SHORT EXERCISE 1:
Gather every line of the listing that contains the word "shirt".

PASSAGE PROVIDED:
▬▬▬
Isn't 505 full SAPS? If so, why does it have a test with a lower number of hours? Unless of course, the 250 hr and 650 hr test are different.
I'm not sure. I just remember looking up the differences in the certifications and the test length.
 
Agree. I don't think there's much of a difference in price between PUP and PP either. Not sure why people stick with older products when there better ones at the same or cheaper prices.
PUP is a lot better than PP. Partly because PUP is excellent. Partly because PP is not so good, IMO. I think there are many lower cost oils that give better wear protection than PP.

So yes PUP is a good recommendation. It's GTL with good additives. However, it runs a bit thin per grade, which I don't like for high mileage engines.
▬▬▬
SHORT EXERCISE 2:
Transcribe the motor oil discussion above from "PUP is a lot" to "high mileage engines.".

[Coordinate annotation entries]
▬▬▬
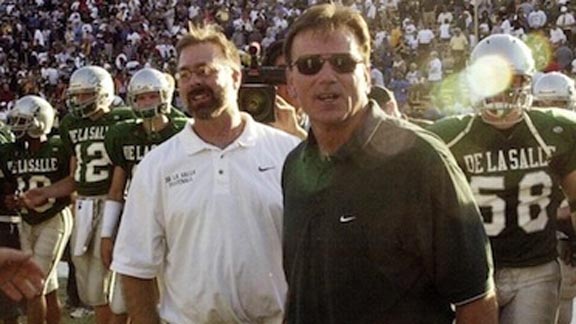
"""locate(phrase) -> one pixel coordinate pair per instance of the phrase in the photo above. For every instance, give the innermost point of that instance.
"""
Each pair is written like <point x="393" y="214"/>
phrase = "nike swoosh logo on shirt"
<point x="347" y="219"/>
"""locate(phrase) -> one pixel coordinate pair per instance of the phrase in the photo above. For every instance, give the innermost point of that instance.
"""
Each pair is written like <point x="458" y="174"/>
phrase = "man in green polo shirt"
<point x="380" y="225"/>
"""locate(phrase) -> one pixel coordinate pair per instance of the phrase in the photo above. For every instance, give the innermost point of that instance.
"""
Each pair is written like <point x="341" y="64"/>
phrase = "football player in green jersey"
<point x="520" y="163"/>
<point x="150" y="96"/>
<point x="9" y="235"/>
<point x="555" y="89"/>
<point x="89" y="96"/>
<point x="36" y="160"/>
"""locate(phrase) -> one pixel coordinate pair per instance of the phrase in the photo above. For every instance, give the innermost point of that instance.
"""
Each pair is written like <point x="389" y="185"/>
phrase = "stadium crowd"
<point x="416" y="44"/>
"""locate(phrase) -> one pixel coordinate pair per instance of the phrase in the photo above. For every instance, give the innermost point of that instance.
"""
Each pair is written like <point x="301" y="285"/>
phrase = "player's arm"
<point x="569" y="187"/>
<point x="112" y="211"/>
<point x="39" y="196"/>
<point x="140" y="296"/>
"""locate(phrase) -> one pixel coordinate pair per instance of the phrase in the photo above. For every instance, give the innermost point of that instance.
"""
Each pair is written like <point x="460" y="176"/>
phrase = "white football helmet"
<point x="555" y="89"/>
<point x="500" y="74"/>
<point x="151" y="80"/>
<point x="31" y="115"/>
<point x="95" y="83"/>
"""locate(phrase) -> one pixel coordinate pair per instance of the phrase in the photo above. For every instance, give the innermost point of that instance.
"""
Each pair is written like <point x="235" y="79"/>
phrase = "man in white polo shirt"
<point x="204" y="211"/>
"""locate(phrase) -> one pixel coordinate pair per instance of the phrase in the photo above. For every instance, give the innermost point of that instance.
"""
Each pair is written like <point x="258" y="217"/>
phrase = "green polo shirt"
<point x="384" y="231"/>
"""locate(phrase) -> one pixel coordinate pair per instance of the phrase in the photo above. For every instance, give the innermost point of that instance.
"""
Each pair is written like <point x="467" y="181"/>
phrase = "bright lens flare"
<point x="489" y="76"/>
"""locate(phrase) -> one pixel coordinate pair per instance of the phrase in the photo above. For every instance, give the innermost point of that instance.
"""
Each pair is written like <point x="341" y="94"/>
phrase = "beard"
<point x="203" y="102"/>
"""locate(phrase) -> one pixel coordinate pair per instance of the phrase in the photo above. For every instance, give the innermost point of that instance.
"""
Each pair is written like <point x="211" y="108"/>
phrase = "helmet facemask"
<point x="32" y="116"/>
<point x="500" y="77"/>
<point x="96" y="87"/>
<point x="148" y="81"/>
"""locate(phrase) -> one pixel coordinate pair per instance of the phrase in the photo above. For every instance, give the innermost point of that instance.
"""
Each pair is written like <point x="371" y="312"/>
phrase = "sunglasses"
<point x="340" y="62"/>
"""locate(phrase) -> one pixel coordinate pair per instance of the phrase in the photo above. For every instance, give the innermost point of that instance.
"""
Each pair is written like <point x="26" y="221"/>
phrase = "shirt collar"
<point x="193" y="144"/>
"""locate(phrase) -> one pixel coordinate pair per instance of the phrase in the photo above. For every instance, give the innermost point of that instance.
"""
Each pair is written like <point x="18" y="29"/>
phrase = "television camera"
<point x="257" y="95"/>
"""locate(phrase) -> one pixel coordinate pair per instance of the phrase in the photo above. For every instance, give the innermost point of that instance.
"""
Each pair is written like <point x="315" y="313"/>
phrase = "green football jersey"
<point x="26" y="170"/>
<point x="515" y="175"/>
<point x="6" y="188"/>
<point x="84" y="139"/>
<point x="127" y="142"/>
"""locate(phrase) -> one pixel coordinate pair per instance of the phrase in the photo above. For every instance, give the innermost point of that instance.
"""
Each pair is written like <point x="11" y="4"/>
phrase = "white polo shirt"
<point x="209" y="222"/>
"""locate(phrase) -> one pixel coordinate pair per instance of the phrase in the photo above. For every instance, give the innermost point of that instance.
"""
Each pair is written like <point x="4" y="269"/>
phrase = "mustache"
<point x="200" y="90"/>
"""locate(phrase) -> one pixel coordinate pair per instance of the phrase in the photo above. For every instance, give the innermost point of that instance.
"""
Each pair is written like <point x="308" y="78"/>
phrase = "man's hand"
<point x="20" y="276"/>
<point x="106" y="249"/>
<point x="286" y="118"/>
<point x="34" y="198"/>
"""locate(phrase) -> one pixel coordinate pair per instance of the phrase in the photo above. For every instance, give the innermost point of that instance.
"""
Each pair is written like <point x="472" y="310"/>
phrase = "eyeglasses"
<point x="340" y="62"/>
<point x="201" y="71"/>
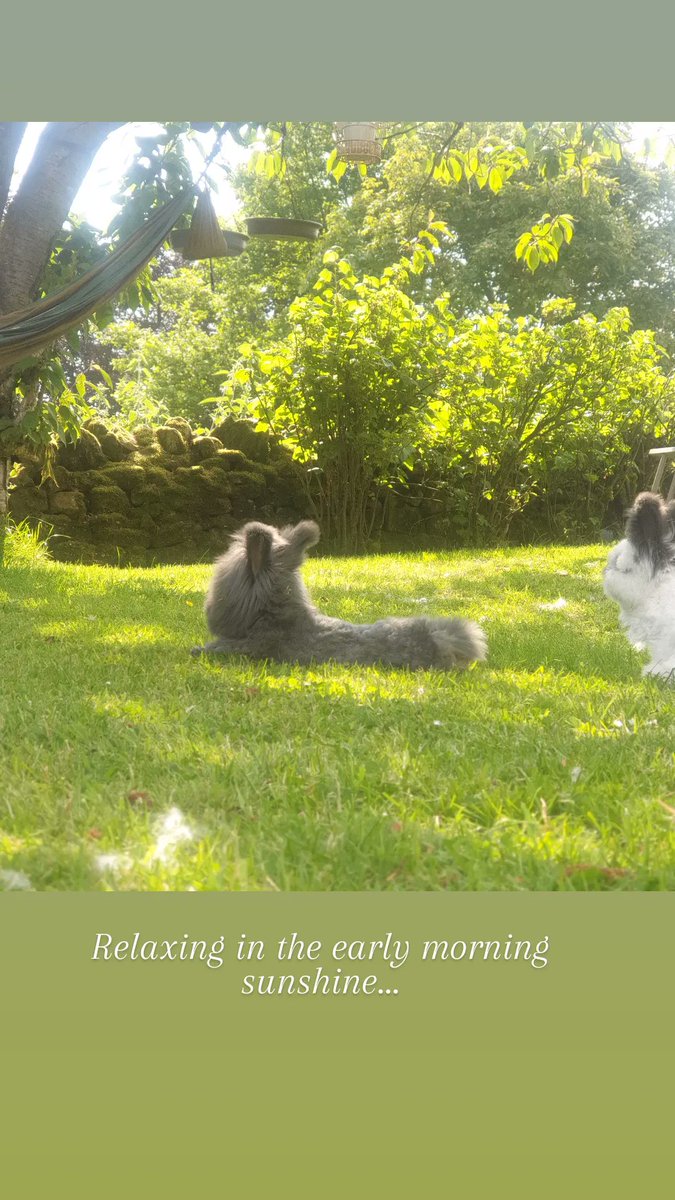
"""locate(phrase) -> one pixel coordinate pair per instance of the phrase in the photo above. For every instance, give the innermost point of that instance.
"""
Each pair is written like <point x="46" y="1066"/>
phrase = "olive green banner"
<point x="300" y="61"/>
<point x="383" y="1044"/>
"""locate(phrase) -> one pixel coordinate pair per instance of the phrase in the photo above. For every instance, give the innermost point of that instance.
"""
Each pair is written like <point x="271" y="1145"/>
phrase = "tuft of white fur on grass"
<point x="171" y="832"/>
<point x="15" y="881"/>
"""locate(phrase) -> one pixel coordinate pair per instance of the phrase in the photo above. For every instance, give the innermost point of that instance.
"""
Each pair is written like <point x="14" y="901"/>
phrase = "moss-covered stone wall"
<point x="157" y="495"/>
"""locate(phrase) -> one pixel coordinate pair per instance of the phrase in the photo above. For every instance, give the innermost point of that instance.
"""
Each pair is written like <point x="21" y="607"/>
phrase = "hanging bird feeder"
<point x="357" y="142"/>
<point x="234" y="240"/>
<point x="204" y="237"/>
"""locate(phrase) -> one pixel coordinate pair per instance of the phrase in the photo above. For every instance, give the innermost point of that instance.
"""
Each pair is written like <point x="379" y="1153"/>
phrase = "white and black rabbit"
<point x="640" y="576"/>
<point x="257" y="605"/>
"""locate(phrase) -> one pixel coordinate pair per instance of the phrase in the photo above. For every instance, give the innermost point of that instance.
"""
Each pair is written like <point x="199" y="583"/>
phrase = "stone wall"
<point x="157" y="495"/>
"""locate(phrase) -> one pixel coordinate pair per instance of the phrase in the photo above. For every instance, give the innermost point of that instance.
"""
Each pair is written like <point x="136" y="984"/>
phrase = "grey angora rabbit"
<point x="257" y="605"/>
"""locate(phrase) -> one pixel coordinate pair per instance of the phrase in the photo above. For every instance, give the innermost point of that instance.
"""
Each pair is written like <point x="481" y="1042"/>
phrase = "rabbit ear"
<point x="257" y="540"/>
<point x="299" y="538"/>
<point x="649" y="528"/>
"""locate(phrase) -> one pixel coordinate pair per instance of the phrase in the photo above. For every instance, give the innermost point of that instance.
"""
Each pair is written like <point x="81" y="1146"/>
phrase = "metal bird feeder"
<point x="357" y="142"/>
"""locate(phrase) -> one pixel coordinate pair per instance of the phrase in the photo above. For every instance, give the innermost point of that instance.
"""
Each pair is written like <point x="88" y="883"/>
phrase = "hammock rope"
<point x="28" y="330"/>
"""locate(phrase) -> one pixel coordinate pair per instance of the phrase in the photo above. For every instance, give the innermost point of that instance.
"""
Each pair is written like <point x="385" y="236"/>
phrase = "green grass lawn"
<point x="127" y="765"/>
▬▬▬
FINISHED ANSWER 1:
phrase = "nike swoosh logo on shirt"
phrase = "man in green polo shirt"
phrase = "man in white polo shirt"
phrase = "green polo shirt"
phrase = "shirt collar"
phrase = "white polo shirt"

FINISHED ANSWER 2:
PUP is a lot better than PP. Partly because PUP is excellent. Partly because PP is not so good, IMO. I think there are many lower cost oils that give better wear protection than PP.

So yes PUP is a good recommendation. It's GTL with good additives. However, it runs a bit thin per grade, which I don't like for high mileage engines.